■ AIM OF THE EXERCISE ■
Please return every line of the data below unchanged.

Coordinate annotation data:
====================

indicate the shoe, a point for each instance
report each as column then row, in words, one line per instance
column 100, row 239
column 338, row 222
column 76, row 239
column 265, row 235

====================

■ RESPONSE TO THIS TASK ■
indicate the shoe, a point for each instance
report each as column then row, in words, one line per instance
column 100, row 239
column 338, row 222
column 76, row 239
column 265, row 235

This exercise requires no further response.